Your instructions
In the entries below, switch every "even-odd rule" to "nonzero winding rule" and reproduce them with nothing else altered. Leave the pictures out of your answer.

** Start of Material for this task **

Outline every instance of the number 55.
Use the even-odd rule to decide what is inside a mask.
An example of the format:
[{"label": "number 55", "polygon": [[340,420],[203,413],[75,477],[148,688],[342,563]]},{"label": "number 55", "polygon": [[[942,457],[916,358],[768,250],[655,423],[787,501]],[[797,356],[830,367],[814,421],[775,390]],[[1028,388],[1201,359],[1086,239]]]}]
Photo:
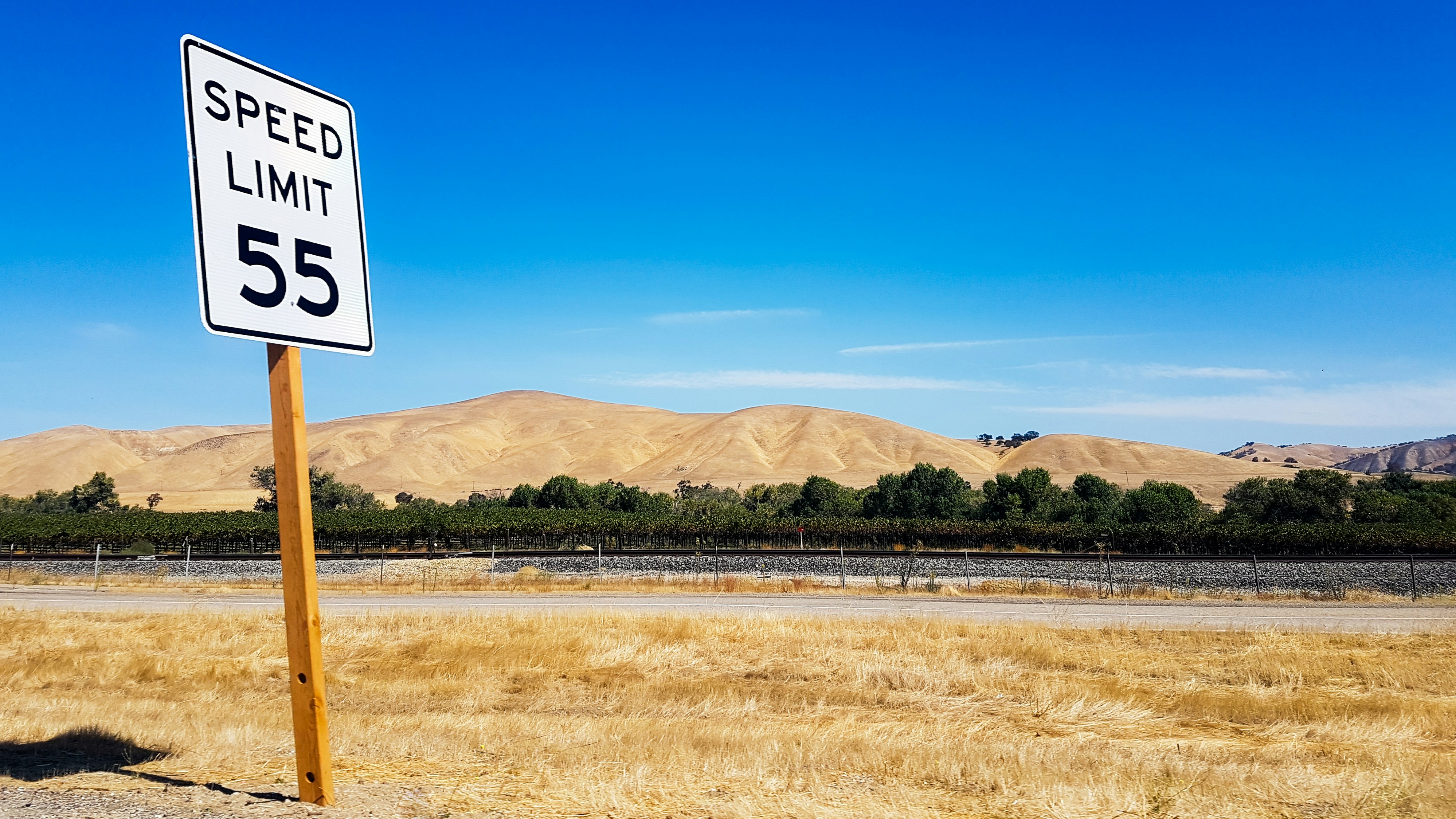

** End of Material for this task **

Full solution
Outline every instance of the number 55.
Use the nonzero winding rule to decide what is inside a mask.
An example of the format:
[{"label": "number 55", "polygon": [[340,420],[203,413],[75,477],[148,688],[342,563]]},{"label": "number 55", "polygon": [[[942,457],[916,358],[768,250],[655,423],[787,501]],[[797,356],[830,367],[814,421],[775,390]],[[1028,388],[1201,359],[1086,239]]]}]
Photo:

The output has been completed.